WORK REQUIRED: From the first line to the last, retype the listing without any alteration.

_____

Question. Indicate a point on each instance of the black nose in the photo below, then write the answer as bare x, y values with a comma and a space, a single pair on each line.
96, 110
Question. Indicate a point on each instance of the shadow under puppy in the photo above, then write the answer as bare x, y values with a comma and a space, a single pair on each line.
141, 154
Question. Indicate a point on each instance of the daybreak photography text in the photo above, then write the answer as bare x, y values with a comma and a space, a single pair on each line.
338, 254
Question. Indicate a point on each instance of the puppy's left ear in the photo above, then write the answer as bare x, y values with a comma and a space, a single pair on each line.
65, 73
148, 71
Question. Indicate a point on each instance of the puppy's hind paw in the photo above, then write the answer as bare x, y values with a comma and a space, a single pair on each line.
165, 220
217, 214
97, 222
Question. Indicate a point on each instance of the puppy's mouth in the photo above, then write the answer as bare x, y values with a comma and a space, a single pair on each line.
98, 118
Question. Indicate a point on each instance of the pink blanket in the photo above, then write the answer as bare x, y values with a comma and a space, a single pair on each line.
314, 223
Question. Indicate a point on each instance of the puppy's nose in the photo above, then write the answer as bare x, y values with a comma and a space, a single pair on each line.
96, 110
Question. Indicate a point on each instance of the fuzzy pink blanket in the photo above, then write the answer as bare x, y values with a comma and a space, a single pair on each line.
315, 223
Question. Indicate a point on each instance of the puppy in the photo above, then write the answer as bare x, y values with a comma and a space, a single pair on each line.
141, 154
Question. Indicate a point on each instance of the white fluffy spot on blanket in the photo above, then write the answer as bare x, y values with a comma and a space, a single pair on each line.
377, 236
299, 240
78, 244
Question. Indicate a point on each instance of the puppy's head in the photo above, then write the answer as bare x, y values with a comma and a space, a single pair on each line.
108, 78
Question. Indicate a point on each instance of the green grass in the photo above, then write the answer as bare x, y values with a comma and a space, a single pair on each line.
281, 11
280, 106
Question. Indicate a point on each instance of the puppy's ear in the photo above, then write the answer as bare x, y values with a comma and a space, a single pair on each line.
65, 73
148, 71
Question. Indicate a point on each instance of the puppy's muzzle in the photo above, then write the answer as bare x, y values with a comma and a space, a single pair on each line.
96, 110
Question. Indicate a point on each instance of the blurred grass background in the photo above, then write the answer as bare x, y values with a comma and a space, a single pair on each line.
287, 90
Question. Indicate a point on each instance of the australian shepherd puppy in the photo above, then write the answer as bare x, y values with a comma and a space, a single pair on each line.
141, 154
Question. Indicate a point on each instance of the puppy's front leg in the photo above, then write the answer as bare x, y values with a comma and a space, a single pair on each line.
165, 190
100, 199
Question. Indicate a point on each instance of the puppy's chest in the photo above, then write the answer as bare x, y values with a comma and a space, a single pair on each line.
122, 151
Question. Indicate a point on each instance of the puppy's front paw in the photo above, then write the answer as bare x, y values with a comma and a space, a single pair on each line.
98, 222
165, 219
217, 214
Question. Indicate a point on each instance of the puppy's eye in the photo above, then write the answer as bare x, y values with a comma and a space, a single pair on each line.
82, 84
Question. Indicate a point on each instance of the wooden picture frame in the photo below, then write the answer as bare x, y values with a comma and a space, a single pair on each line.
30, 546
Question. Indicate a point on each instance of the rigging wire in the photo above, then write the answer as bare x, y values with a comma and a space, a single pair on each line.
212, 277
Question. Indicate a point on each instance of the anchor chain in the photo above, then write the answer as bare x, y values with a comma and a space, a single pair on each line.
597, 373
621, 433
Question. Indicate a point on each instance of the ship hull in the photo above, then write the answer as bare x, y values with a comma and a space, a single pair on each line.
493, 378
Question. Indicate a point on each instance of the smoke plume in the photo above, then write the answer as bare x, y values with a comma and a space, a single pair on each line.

_____

RESPONSE:
Question. Indicate a point on each instance of the black nose in the photo below, then write the answer as bare x, y values with a comma and a space, a single pair on each line.
96, 110
Question. Indicate a point on each instance of the shadow under puppy in the photo above, then write the answer as bare x, y values with a comma and a space, a single pair on each line.
141, 154
Question. Indicate a point on each instance of the daybreak photography text in the photo above, then write the answer as bare x, y values with a comma and a space, a single pair on each line.
338, 254
Question. Indicate a point on each instance of the puppy's left ear in the photo above, then write the answer as bare x, y values with a comma and a space, a single pair on each line.
65, 73
148, 71
Question. Indicate a point on each instance of the puppy's hind paw in the photo above, then write the answer as bare x, y values with a comma and a space, a single pair on each line.
165, 220
217, 214
97, 222
Question. Indicate a point on each instance of the puppy's mouth in the photo above, then write the answer as bare x, y values with a comma and a space, a single pair on each line.
98, 118
Question. Indicate a point on each instance of the pink blanket in the photo above, then write the answer as bare x, y values with a comma and a space, a single pair on each line.
314, 223
Question. Indicate a point on each instance of the puppy's nose in the photo above, then write the answer as bare x, y values with a comma and a space, a single pair on each line.
96, 110
Question. Indicate a point on each instance of the fuzzy pink blanket in the photo above, then write the answer as bare x, y values with a comma and a space, a single pair on each line.
315, 223
Question. Indicate a point on each instance of the puppy in the photo above, then write the answer as bare x, y values with a comma and a space, a single pair on each line.
141, 154
Question. Indicate a point on each instance of the white fluffy spot on blanket in the photo above, then write the answer as bare x, y values with a comma and a space, a single pair on each line.
377, 236
299, 240
78, 244
Question. Indicate a point on each instance of the puppy's head in the photo above, then write the answer as bare x, y values with a comma and a space, a single pair on each line.
108, 78
Question. Indicate a point on each instance of the green grass in the photo above, then write the answer as bare x, y values with a comma and a space, a single pair on each line.
281, 11
280, 106
Question. Indicate a point on each instance of the puppy's ear in the photo above, then write the answer as bare x, y values with a comma and a space, a single pair on each line.
65, 73
148, 71
Question. Indicate a point on each instance of the puppy's muzzle in the photo above, then write the answer as bare x, y values with a comma and a space, a single pair on each line.
96, 110
Question. Indicate a point on each instance of the blurred grass background in the photo above, then write the answer as bare x, y values with a comma and a space, a single pair on each line.
287, 90
Question. Indicate a point on each instance of the australian shepherd puppy in the photo above, then write the answer as bare x, y values with a comma and a space, a single pair on each line.
141, 154
Question. Indicate a point on each instance of the puppy's front leg in the photo above, then write the answer as bare x, y values with a comma and a space, a single pair on each line.
165, 190
100, 199
Question. Indicate a point on each instance of the puppy's chest in the photo above, then write the answer as bare x, y values with a comma and a space, a single pair on each line.
122, 151
Question. Indicate a point on each instance of the puppy's front paw in the photo above, then write the answer as bare x, y values with a comma and a space, a single pair on each line.
98, 222
165, 219
217, 214
Question. Indicate a point on each instance of the puppy's eye in the photo above, then write the answer as bare x, y values with a comma and a space, a single pair on each line.
82, 84
Question. Indicate a point on each instance of the wooden picture frame in the photo below, then write the answer as bare x, y values with a comma and a space, a single pair on each line.
30, 546
Question. Indicate a point on each instance of the rigging wire in the photo above, then write the answer as bare x, y values with a comma and a space, a single pair on each line.
212, 277
Question. Indicate a point on each instance of the anchor chain in the photo above, then write the answer as bare x, y values with a comma and a space, a single pair on each line.
597, 373
621, 433
Question. Indicate a point on each instance of the ship hull in the photo above, then write the answer as bare x, y values with a comma and a space, a single pair on each line.
493, 378
Question. Indicate a point on each instance of the smoke plume in the photo above, then write the answer as bare x, y values with a comma and a space, a single pair on each line.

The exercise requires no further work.